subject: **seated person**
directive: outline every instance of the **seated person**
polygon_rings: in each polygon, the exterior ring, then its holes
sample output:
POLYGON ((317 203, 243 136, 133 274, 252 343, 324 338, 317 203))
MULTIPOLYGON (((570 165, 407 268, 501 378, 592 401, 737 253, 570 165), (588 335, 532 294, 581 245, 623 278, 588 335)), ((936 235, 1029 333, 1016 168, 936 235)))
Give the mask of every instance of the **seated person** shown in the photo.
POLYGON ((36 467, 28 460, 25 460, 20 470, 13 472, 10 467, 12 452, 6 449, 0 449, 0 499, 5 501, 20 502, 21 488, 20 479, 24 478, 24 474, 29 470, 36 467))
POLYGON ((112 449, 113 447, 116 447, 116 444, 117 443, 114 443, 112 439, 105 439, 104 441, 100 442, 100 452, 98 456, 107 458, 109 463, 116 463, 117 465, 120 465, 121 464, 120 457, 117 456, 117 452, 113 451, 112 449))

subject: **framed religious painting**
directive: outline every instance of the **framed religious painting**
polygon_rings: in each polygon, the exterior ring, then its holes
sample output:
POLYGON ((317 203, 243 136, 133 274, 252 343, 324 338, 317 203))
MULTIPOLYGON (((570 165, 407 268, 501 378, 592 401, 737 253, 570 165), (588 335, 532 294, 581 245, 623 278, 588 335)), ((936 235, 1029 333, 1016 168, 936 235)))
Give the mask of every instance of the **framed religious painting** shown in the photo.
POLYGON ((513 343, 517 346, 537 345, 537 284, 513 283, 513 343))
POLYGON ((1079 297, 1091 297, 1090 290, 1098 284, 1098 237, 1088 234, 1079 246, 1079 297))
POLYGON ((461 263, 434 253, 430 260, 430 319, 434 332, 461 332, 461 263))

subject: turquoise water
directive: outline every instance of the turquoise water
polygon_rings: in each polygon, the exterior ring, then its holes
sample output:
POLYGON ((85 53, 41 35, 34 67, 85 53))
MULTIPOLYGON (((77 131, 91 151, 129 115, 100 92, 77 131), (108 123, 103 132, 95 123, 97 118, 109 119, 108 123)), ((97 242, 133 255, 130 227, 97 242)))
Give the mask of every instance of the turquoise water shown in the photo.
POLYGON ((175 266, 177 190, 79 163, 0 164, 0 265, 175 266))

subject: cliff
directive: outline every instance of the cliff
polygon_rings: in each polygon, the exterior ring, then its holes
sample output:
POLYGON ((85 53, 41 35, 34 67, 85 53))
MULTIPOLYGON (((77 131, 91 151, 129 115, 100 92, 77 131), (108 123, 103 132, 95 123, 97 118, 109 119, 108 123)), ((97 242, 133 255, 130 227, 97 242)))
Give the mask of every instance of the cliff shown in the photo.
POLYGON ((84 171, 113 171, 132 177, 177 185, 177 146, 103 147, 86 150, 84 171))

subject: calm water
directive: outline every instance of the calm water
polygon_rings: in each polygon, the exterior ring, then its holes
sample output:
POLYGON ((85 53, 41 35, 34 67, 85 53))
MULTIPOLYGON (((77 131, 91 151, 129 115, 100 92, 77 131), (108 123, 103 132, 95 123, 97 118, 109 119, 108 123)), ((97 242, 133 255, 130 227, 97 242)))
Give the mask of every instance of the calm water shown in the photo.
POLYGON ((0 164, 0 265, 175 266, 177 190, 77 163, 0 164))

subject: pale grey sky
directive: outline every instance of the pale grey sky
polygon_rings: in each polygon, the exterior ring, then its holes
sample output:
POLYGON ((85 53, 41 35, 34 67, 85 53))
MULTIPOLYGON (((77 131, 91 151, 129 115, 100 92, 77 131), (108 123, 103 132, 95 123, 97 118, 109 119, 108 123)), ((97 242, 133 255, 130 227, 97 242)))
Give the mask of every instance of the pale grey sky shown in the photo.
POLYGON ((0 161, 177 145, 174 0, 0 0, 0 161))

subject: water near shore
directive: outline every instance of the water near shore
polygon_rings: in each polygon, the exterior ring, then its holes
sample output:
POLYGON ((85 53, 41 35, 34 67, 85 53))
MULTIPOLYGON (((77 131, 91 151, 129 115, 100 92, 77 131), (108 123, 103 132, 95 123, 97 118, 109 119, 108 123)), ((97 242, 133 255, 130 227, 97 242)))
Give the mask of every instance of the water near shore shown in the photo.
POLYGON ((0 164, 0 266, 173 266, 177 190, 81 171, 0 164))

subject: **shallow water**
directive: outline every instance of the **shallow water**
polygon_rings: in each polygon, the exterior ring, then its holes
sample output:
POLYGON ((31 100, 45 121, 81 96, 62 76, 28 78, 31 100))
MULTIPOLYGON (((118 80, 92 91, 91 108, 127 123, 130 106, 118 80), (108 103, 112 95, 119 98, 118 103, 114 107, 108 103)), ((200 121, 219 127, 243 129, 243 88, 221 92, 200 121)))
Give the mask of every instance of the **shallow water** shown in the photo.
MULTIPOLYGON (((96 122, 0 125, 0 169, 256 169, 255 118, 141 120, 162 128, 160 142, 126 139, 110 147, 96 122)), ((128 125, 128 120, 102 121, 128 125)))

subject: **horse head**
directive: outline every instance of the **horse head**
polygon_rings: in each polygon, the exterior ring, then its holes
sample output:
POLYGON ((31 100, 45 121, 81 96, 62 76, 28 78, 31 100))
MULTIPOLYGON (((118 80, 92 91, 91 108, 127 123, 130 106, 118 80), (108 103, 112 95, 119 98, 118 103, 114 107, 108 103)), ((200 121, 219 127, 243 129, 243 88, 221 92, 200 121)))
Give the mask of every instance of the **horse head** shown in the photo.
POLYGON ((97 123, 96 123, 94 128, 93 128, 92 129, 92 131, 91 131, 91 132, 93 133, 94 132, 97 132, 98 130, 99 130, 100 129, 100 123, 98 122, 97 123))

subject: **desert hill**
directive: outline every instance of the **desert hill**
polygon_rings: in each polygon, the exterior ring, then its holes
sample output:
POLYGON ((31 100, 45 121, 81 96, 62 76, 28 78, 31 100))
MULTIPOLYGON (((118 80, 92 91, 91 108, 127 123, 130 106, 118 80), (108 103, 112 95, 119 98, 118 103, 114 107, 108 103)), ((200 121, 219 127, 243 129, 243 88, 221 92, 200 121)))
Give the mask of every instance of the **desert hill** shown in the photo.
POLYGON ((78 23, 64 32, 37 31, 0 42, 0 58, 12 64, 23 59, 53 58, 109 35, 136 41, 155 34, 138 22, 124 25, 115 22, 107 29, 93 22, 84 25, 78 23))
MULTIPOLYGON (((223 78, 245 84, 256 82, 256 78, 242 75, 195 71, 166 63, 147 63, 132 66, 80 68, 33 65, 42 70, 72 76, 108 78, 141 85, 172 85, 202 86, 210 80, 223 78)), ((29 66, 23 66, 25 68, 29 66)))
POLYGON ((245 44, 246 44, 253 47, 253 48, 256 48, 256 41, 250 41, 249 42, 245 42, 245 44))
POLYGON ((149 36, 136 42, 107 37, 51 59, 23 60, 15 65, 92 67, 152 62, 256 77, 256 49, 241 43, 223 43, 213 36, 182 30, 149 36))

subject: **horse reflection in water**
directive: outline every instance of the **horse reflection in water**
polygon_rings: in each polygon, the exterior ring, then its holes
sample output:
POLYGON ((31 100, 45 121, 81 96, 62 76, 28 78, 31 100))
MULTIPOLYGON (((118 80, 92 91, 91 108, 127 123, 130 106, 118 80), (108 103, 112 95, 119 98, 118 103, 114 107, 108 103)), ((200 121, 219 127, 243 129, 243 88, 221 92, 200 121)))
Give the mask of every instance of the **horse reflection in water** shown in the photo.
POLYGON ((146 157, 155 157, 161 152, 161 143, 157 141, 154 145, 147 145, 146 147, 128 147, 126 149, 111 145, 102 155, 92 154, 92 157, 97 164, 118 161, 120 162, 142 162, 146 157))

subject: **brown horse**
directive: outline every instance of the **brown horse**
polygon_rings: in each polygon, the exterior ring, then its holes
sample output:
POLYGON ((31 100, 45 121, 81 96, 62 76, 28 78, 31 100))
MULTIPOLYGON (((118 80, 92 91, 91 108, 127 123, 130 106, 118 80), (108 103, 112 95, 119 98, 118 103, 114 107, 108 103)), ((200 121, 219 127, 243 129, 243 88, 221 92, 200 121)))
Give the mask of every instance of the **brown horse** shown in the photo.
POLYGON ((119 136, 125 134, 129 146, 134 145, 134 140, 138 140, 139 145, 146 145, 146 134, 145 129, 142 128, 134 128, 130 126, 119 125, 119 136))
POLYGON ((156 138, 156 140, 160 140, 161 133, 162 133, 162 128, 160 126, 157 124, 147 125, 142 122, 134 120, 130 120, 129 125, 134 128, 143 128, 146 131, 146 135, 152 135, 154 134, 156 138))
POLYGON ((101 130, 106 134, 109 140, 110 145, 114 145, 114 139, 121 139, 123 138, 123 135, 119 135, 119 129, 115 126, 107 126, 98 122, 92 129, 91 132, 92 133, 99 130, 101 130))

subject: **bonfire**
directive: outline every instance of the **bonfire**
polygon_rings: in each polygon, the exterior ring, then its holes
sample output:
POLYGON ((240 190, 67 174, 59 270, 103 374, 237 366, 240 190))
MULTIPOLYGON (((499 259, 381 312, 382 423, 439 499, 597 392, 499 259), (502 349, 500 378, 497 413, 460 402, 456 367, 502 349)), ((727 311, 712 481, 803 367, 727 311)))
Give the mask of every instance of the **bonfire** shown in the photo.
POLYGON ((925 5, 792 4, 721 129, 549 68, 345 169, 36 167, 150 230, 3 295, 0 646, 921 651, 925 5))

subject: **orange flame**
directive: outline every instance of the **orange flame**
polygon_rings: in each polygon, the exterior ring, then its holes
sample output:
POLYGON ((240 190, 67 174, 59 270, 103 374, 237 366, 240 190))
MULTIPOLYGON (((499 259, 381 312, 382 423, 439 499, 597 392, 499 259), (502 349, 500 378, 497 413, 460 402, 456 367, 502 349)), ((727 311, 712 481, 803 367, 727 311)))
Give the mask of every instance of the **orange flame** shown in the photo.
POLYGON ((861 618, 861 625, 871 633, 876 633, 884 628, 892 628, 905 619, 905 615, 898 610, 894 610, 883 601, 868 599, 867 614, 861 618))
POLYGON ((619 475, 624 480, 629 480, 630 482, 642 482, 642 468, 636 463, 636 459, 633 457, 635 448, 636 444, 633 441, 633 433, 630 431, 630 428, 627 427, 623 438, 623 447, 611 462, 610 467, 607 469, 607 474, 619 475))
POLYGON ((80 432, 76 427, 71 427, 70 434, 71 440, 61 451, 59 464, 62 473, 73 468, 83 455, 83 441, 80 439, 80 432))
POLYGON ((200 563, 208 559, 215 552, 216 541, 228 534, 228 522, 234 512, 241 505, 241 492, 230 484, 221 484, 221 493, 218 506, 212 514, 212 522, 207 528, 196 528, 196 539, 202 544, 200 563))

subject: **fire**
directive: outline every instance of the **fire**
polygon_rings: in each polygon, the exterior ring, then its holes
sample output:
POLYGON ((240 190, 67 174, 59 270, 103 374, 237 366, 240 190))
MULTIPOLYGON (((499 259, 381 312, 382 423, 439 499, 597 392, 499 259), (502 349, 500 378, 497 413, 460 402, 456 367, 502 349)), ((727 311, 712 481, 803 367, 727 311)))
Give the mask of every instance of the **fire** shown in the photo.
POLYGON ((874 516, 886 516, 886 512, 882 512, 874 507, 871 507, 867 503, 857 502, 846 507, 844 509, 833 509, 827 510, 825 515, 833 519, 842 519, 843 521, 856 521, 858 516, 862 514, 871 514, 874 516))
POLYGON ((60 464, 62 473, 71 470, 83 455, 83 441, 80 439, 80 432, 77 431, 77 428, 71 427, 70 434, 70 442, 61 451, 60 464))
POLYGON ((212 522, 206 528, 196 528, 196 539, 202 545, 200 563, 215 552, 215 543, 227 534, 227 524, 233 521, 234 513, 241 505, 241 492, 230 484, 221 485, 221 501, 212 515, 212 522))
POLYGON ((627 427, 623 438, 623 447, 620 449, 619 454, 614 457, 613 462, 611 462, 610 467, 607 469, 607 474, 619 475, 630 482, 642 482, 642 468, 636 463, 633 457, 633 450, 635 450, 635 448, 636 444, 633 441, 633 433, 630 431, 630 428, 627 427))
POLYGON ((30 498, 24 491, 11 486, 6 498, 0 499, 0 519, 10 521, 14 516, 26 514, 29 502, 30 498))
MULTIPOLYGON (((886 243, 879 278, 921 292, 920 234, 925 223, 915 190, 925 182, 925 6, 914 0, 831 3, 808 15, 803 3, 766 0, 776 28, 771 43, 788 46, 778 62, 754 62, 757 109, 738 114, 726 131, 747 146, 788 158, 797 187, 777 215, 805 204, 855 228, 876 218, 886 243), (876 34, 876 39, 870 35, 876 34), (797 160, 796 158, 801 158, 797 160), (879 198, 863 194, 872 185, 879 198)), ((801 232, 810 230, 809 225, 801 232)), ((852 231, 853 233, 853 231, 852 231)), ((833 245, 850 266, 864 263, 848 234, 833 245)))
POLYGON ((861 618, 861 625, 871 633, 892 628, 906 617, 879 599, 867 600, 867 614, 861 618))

> _Stated exercise_
Copy out word for word everything from the line that contains "subject: **bonfire**" down to the line that contains "Give the mask of every instance of the **bonfire**", including both of those lines.

> _Task output_
subject: **bonfire**
directive: outline every instance of the **bonfire**
polygon_rings: in each polygon, the exterior ring, then its holes
sample output:
POLYGON ((240 190, 67 174, 59 270, 103 374, 237 366, 240 190))
MULTIPOLYGON (((499 259, 381 312, 382 423, 439 499, 597 392, 499 259), (502 349, 500 378, 497 413, 460 402, 456 367, 502 349)), ((727 311, 712 481, 803 367, 727 311)))
Give the mask of every instance of the **bonfire** shown in the photo.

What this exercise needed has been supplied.